(Records excerpted from a collection)
★ ★ ★

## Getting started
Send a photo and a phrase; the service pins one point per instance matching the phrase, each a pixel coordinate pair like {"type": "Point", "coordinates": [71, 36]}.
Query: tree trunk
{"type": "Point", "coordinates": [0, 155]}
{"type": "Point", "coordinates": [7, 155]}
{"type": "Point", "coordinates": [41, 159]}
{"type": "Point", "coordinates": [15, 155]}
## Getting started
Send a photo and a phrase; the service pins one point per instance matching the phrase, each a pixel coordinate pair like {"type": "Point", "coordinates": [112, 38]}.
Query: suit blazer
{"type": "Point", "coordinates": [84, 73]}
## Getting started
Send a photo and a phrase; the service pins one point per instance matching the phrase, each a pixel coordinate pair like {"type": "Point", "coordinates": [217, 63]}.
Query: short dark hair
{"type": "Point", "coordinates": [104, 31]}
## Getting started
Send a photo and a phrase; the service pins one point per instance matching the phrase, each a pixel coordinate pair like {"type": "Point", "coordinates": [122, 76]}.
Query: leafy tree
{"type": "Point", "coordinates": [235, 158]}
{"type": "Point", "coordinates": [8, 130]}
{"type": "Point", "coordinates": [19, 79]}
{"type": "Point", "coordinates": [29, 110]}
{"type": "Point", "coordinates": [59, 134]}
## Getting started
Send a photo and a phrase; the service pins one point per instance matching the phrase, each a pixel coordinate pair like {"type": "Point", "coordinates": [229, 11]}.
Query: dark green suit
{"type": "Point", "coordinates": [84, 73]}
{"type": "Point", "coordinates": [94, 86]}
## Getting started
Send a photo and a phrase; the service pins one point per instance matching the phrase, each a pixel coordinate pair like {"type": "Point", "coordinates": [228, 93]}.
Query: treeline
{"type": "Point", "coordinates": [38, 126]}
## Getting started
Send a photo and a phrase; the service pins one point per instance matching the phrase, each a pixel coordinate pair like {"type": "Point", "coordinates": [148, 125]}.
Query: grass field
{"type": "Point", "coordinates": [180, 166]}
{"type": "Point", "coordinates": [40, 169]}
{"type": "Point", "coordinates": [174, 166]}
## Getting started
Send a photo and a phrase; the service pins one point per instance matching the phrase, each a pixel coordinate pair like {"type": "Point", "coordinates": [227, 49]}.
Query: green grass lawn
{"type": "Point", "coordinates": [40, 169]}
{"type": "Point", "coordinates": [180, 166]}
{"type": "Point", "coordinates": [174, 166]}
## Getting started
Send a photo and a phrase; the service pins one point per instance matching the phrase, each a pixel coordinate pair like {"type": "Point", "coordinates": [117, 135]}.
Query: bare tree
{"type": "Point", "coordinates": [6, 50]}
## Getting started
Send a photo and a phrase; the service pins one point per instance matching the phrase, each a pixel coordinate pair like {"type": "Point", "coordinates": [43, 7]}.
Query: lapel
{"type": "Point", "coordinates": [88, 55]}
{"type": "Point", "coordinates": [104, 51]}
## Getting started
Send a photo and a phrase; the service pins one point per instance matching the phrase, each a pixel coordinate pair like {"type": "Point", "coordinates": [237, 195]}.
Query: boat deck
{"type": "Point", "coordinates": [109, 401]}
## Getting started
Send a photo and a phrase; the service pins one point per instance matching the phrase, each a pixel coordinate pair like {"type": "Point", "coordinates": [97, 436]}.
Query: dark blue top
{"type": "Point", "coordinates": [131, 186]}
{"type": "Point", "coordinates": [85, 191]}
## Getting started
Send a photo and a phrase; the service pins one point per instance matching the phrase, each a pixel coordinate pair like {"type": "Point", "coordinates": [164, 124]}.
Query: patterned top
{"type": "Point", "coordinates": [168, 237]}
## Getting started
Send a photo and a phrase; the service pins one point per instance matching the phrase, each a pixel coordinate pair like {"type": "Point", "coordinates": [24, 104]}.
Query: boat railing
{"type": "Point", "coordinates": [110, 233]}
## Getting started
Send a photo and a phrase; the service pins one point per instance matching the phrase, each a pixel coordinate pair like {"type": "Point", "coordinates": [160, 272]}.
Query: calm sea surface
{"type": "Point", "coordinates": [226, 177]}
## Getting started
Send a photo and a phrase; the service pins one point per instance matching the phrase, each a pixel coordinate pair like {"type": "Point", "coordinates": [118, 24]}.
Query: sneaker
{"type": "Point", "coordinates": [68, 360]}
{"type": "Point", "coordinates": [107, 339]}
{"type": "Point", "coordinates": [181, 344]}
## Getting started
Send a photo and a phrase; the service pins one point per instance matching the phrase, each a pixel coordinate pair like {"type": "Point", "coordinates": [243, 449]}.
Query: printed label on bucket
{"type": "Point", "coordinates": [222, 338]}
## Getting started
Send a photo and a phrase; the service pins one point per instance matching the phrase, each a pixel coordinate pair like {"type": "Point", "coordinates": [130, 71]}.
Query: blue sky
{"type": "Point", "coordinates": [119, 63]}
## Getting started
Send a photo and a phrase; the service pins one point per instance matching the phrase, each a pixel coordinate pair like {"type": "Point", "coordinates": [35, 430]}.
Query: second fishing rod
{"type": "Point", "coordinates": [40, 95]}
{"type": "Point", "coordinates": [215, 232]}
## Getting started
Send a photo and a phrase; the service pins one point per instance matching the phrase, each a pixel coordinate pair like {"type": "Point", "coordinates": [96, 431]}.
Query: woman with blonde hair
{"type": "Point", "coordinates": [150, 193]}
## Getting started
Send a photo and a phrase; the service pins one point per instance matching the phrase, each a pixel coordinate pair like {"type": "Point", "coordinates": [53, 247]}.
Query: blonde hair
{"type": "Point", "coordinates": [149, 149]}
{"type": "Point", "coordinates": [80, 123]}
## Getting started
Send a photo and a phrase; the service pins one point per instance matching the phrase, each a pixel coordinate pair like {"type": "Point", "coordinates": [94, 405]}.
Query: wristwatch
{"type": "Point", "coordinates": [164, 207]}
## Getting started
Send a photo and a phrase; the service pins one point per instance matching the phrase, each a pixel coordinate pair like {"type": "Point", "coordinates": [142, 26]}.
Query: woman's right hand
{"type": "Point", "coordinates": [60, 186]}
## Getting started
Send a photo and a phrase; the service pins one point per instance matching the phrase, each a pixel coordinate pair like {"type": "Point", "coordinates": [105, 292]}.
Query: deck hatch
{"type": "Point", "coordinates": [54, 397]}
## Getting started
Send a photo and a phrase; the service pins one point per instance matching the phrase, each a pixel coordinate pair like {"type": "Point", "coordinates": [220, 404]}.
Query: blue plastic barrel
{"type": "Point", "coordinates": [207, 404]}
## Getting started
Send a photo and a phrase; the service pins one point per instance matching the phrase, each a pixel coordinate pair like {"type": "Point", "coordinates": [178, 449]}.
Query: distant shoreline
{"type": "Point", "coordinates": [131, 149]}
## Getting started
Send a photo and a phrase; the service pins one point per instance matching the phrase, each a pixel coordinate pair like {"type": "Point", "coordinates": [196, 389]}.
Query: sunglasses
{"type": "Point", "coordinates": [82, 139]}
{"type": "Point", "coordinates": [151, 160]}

★ ★ ★

◆ **WHAT YOU ARE ASKED TO DO**: The entries shown above must be restated word for word.

◆ **ANSWER TO THIS TASK**:
## Getting started
Send a photo and a phrase; the service pins one point per instance matching the phrase, each a pixel coordinate pair like {"type": "Point", "coordinates": [71, 36]}.
Query: tree trunk
{"type": "Point", "coordinates": [0, 155]}
{"type": "Point", "coordinates": [7, 155]}
{"type": "Point", "coordinates": [41, 159]}
{"type": "Point", "coordinates": [15, 155]}
## Getting started
Send a photo and a phrase; the service pins one point per instance matching the phrase, each a pixel coordinate pair like {"type": "Point", "coordinates": [112, 38]}.
Query: suit blazer
{"type": "Point", "coordinates": [84, 73]}
## Getting started
Send a photo and a phrase; the service pins one point per instance matching the phrase, each a pixel coordinate pair like {"type": "Point", "coordinates": [217, 63]}.
Query: short dark hair
{"type": "Point", "coordinates": [104, 31]}
## Getting started
Send a photo and a phrase; the service pins one point per instance matching the phrase, each a pixel coordinate pair like {"type": "Point", "coordinates": [122, 76]}.
Query: leafy tree
{"type": "Point", "coordinates": [235, 158]}
{"type": "Point", "coordinates": [8, 130]}
{"type": "Point", "coordinates": [19, 79]}
{"type": "Point", "coordinates": [29, 110]}
{"type": "Point", "coordinates": [59, 134]}
## Getting started
Send a photo and a phrase; the service pins one point per instance matching the phrase, each a pixel coordinate pair like {"type": "Point", "coordinates": [229, 11]}.
Query: dark green suit
{"type": "Point", "coordinates": [84, 73]}
{"type": "Point", "coordinates": [94, 86]}
## Getting started
Send a photo and a phrase; the service pins one point per instance matching the phrase, each a pixel coordinate pair like {"type": "Point", "coordinates": [228, 93]}.
Query: treeline
{"type": "Point", "coordinates": [38, 126]}
## Getting started
Send a photo and a phrase; the service pins one point per instance matching the phrase, each a pixel coordinate pair like {"type": "Point", "coordinates": [148, 125]}.
Query: grass field
{"type": "Point", "coordinates": [180, 166]}
{"type": "Point", "coordinates": [40, 169]}
{"type": "Point", "coordinates": [174, 166]}
## Getting started
Send a photo and a phrase; the service pins one point per instance matching the phrase, each a pixel coordinate pair like {"type": "Point", "coordinates": [227, 49]}.
Query: green grass lawn
{"type": "Point", "coordinates": [40, 169]}
{"type": "Point", "coordinates": [180, 166]}
{"type": "Point", "coordinates": [174, 166]}
## Getting started
Send a photo and a phrase; the service pins one point per instance matching the phrase, each a pixel coordinate pair like {"type": "Point", "coordinates": [117, 135]}.
Query: bare tree
{"type": "Point", "coordinates": [6, 50]}
## Getting started
Send a photo and a phrase; the service pins one point per instance matching the phrase, each a pixel coordinate pair like {"type": "Point", "coordinates": [43, 7]}.
Query: lapel
{"type": "Point", "coordinates": [88, 55]}
{"type": "Point", "coordinates": [104, 51]}
## Getting started
Send a photo and a phrase; the service pins one point per instance matching the phrase, each a pixel coordinate pair like {"type": "Point", "coordinates": [237, 195]}.
Query: boat deck
{"type": "Point", "coordinates": [109, 401]}
## Getting started
Send a photo and a phrase; the service pins one point per instance matching the phrase, each a pixel coordinate pair like {"type": "Point", "coordinates": [97, 436]}.
Query: dark blue top
{"type": "Point", "coordinates": [131, 186]}
{"type": "Point", "coordinates": [85, 191]}
## Getting started
Send a photo and a phrase; the service pins one point per instance matching the phrase, each a pixel coordinate pair like {"type": "Point", "coordinates": [164, 124]}.
Query: patterned top
{"type": "Point", "coordinates": [168, 237]}
## Getting started
Send a photo and a phrase; the service pins one point per instance matching the phrase, each a pixel coordinate pair like {"type": "Point", "coordinates": [24, 104]}.
Query: boat railing
{"type": "Point", "coordinates": [110, 233]}
## Getting started
Send a photo and a phrase; the service pins one point per instance matching the phrase, each a pixel coordinate pair like {"type": "Point", "coordinates": [160, 272]}.
Query: calm sea surface
{"type": "Point", "coordinates": [226, 177]}
## Getting started
Send a photo and a phrase; the service pins one point per instance matching the phrase, each a pixel coordinate pair like {"type": "Point", "coordinates": [118, 24]}.
Query: sneaker
{"type": "Point", "coordinates": [68, 360]}
{"type": "Point", "coordinates": [107, 339]}
{"type": "Point", "coordinates": [181, 344]}
## Getting started
Send a photo and a phrase; the service pins one point per instance matching the phrase, each a pixel coordinate pair like {"type": "Point", "coordinates": [243, 449]}.
Query: printed label on bucket
{"type": "Point", "coordinates": [222, 338]}
## Getting started
Send a photo and a phrase; the service pins one point per instance matching the phrase, each a pixel coordinate pair like {"type": "Point", "coordinates": [130, 71]}.
Query: blue sky
{"type": "Point", "coordinates": [119, 63]}
## Getting started
Send a photo and a phrase; the service pins one point per instance matching the phrase, each a pixel coordinate pair like {"type": "Point", "coordinates": [35, 430]}.
Query: second fishing rod
{"type": "Point", "coordinates": [40, 95]}
{"type": "Point", "coordinates": [215, 232]}
## Getting started
Send a photo and a phrase; the service pins one point per instance matching the phrase, each a pixel coordinate pair like {"type": "Point", "coordinates": [96, 431]}.
Query: woman with blonde hair
{"type": "Point", "coordinates": [150, 193]}
## Getting started
Send a photo and a phrase; the service pins one point per instance matching the phrase, each a pixel coordinate pair like {"type": "Point", "coordinates": [53, 247]}.
Query: blonde hair
{"type": "Point", "coordinates": [149, 149]}
{"type": "Point", "coordinates": [80, 123]}
## Getting started
Send a photo and a phrase; the service pins one point per instance matching the phrase, each a pixel coordinate pair like {"type": "Point", "coordinates": [94, 405]}.
Query: wristwatch
{"type": "Point", "coordinates": [164, 207]}
## Getting started
Send a photo and a phrase; the service pins one point per instance matching the phrase, each a pixel coordinate pair like {"type": "Point", "coordinates": [142, 26]}.
Query: woman's right hand
{"type": "Point", "coordinates": [60, 186]}
## Getting started
Send a photo and a phrase; the service pins one point per instance matching the phrase, each a pixel coordinate pair like {"type": "Point", "coordinates": [105, 292]}.
Query: deck hatch
{"type": "Point", "coordinates": [54, 397]}
## Getting started
Send a photo and a phrase; the service pins one point per instance matching the phrase, each a pixel coordinate pair like {"type": "Point", "coordinates": [220, 404]}.
Query: blue plastic barrel
{"type": "Point", "coordinates": [207, 404]}
## Getting started
Send a photo and a phrase; the service pins one point per instance matching the phrase, each a pixel coordinate pair like {"type": "Point", "coordinates": [178, 449]}.
Query: distant shoreline
{"type": "Point", "coordinates": [131, 149]}
## Getting started
Send a photo and a phrase; the service pins one point per instance matching the phrase, each a pixel coordinate pair like {"type": "Point", "coordinates": [196, 389]}.
Query: sunglasses
{"type": "Point", "coordinates": [82, 139]}
{"type": "Point", "coordinates": [151, 160]}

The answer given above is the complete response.